_CHALLENGE A_: Express the records below as a two-column CSV with the columns request and points, one row per request. Put each request's text and its answer in a single quoted field, with line breaks turned into spaces. Cover only the records starting with the line containing "In this picture, where can the water" and going on through the end of the records.

_GIVEN PASSAGE_:
+++

2008-05-18 Thread Alan K Baker
Absolutely. Drove me nuts for a while. :-)

I don't know if any other browsers do it, as I've not had a problems so far, 
but IE6 was my culprit.

I did not explicitly define the sizes of images, leaving the browser to work 
them out for itself. According to Georg Sørtun, IE6 can't cope, especially with 
large images and gives up its size calculation part way through, with 
disastrous results. I don't think I ever saw it happen locally, but online it 
would depend on the time of day (number of DSL users) and the connection speed, 
so it was variable in effect, and I was getting intermittent complaints from my 
client.

The solution - declare all image widths and heights. In my case, instant cure.

Regards, 
 
Alan.

+++

_DATA PROVIDED_:
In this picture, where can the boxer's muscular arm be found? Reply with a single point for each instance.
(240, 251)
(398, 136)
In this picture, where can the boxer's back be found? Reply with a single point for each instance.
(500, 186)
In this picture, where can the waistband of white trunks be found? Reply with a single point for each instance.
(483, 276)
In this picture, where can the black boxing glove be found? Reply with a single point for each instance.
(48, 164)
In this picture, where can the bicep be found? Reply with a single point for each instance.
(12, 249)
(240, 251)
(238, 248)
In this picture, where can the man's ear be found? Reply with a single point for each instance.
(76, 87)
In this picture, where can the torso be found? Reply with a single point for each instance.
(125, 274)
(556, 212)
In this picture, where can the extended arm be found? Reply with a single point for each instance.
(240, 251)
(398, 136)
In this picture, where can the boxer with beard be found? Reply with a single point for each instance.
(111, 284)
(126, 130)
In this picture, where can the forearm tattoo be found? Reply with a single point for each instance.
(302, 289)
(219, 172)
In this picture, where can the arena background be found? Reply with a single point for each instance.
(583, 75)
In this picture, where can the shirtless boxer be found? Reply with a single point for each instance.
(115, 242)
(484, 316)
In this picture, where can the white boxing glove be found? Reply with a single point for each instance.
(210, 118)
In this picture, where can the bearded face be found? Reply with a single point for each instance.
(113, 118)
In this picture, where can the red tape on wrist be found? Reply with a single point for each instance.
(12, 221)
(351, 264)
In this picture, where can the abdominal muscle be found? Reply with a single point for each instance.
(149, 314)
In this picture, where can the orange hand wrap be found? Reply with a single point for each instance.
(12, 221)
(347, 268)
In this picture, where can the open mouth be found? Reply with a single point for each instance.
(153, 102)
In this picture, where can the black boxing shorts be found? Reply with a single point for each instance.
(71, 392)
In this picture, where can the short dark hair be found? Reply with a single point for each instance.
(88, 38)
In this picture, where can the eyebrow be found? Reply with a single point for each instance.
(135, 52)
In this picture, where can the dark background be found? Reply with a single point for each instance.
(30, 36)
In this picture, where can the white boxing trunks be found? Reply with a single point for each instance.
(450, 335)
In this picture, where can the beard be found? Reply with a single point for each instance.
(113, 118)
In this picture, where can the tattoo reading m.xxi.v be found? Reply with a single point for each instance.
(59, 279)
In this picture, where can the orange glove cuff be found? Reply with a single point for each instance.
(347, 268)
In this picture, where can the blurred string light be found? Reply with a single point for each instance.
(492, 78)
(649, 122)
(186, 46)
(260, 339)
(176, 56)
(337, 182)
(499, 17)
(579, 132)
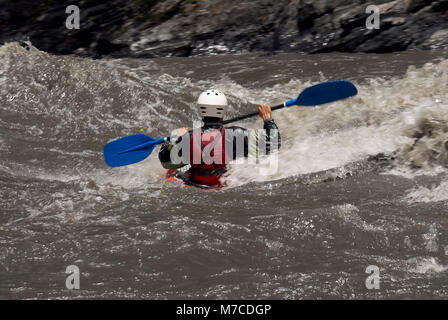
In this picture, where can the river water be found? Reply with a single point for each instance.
(361, 182)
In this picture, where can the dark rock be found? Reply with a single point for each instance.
(156, 28)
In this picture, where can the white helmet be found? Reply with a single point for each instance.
(212, 103)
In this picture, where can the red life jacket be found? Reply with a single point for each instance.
(208, 156)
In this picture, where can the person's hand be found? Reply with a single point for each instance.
(182, 131)
(265, 112)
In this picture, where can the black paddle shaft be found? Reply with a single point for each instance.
(253, 114)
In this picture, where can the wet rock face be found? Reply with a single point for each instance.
(188, 27)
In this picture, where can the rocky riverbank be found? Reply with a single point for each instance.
(187, 27)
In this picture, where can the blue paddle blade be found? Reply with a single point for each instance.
(325, 92)
(129, 150)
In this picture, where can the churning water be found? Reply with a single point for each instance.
(360, 182)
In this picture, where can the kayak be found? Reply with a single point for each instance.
(181, 175)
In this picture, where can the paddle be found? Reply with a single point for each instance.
(135, 148)
(318, 94)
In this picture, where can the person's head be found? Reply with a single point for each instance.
(212, 105)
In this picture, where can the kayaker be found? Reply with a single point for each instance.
(213, 146)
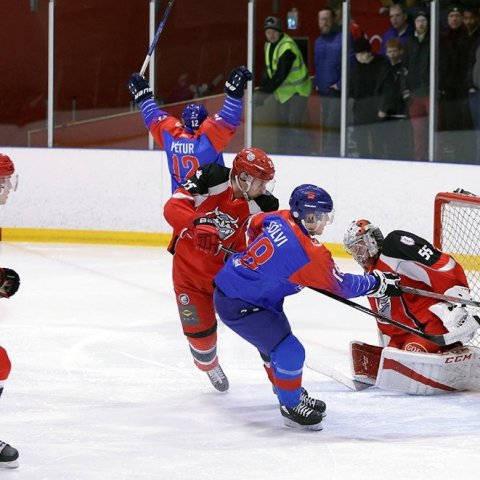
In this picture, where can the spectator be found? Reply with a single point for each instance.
(286, 78)
(355, 31)
(328, 75)
(417, 64)
(474, 101)
(8, 178)
(9, 283)
(394, 130)
(454, 115)
(471, 21)
(364, 77)
(400, 28)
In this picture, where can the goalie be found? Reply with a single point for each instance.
(404, 361)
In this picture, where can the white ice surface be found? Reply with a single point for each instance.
(103, 386)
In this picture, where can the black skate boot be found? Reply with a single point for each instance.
(302, 417)
(218, 378)
(317, 405)
(8, 456)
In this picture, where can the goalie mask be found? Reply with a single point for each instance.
(312, 208)
(253, 170)
(363, 241)
(193, 116)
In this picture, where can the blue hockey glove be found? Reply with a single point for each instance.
(139, 88)
(236, 82)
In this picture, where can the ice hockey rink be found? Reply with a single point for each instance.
(103, 386)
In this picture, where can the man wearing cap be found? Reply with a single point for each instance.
(8, 178)
(400, 26)
(286, 77)
(365, 74)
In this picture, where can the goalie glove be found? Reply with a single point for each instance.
(9, 282)
(206, 236)
(460, 322)
(387, 285)
(236, 82)
(139, 88)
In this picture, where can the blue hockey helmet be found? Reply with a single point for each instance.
(193, 116)
(311, 207)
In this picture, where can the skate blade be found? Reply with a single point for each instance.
(291, 424)
(12, 464)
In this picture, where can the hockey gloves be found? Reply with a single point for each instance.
(139, 88)
(236, 82)
(9, 282)
(460, 322)
(387, 285)
(206, 236)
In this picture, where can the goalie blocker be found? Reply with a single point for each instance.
(416, 373)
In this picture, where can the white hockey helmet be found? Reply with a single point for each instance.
(363, 241)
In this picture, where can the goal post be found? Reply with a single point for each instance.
(456, 231)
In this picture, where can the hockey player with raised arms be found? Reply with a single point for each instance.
(282, 257)
(210, 208)
(404, 361)
(197, 139)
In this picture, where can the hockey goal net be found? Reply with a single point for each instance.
(457, 232)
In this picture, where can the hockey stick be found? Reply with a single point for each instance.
(442, 340)
(446, 339)
(439, 296)
(157, 36)
(350, 383)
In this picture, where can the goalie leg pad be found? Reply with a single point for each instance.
(429, 373)
(365, 360)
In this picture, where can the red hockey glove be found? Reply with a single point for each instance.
(206, 236)
(387, 285)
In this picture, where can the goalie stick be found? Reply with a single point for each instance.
(446, 339)
(157, 36)
(439, 296)
(355, 385)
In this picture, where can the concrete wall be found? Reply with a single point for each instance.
(120, 190)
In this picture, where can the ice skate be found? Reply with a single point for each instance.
(8, 456)
(315, 404)
(218, 378)
(309, 401)
(302, 417)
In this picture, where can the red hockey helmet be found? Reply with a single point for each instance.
(255, 163)
(7, 167)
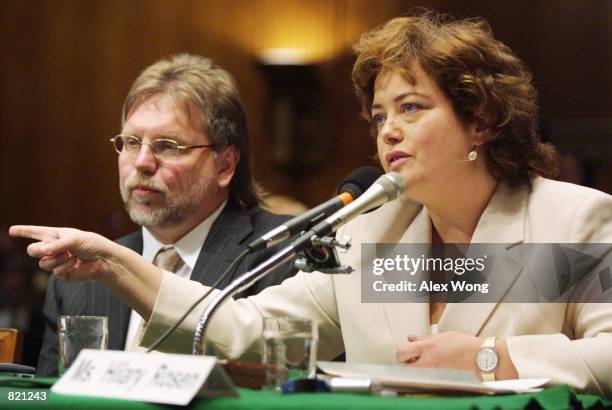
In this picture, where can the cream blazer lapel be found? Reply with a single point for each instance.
(503, 221)
(406, 319)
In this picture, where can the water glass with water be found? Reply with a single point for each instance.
(77, 333)
(289, 349)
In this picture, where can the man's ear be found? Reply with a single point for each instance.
(227, 161)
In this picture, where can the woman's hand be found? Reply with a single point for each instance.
(454, 350)
(69, 253)
(451, 350)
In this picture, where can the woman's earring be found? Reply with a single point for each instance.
(473, 154)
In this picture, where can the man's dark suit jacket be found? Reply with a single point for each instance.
(229, 235)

+++

_CHALLENGE B_: Extract word for word the passage of the message about IE6 image sizing that starts with "I don't know" and goes on through "case, instant cure.".

_COMPLETE OUTPUT A_:
request,points
"In this picture, where can the water glass with water be found? Reply with a single point for each instance.","(77, 333) (289, 349)"
"In this picture, where can the man's ear be found? Reply with a single point for each instance.","(227, 161)"
"In this picture, where can the woman's hand be found? Reply with a single point for each instance.","(454, 350) (69, 253) (451, 350)"
"In this picture, where can the woman's earring be found? Reply with a single point for each instance.","(473, 154)"
"In this picture, where can the man's dark suit jacket be found? Reply with a single point for each instance.","(229, 235)"

_COMPLETE OUTPUT B_:
I don't know if any other browsers do it, as I've not had a problems so far, 
but IE6 was my culprit.

I did not explicitly define the sizes of images, leaving the browser to work 
them out for itself. According to Georg Sørtun, IE6 can't cope, especially with 
large images and gives up its size calculation part way through, with 
disastrous results. I don't think I ever saw it happen locally, but online it 
would depend on the time of day (number of DSL users) and the connection speed, 
so it was variable in effect, and I was getting intermittent complaints from my 
client.

The solution - declare all image widths and heights. In my case, instant cure.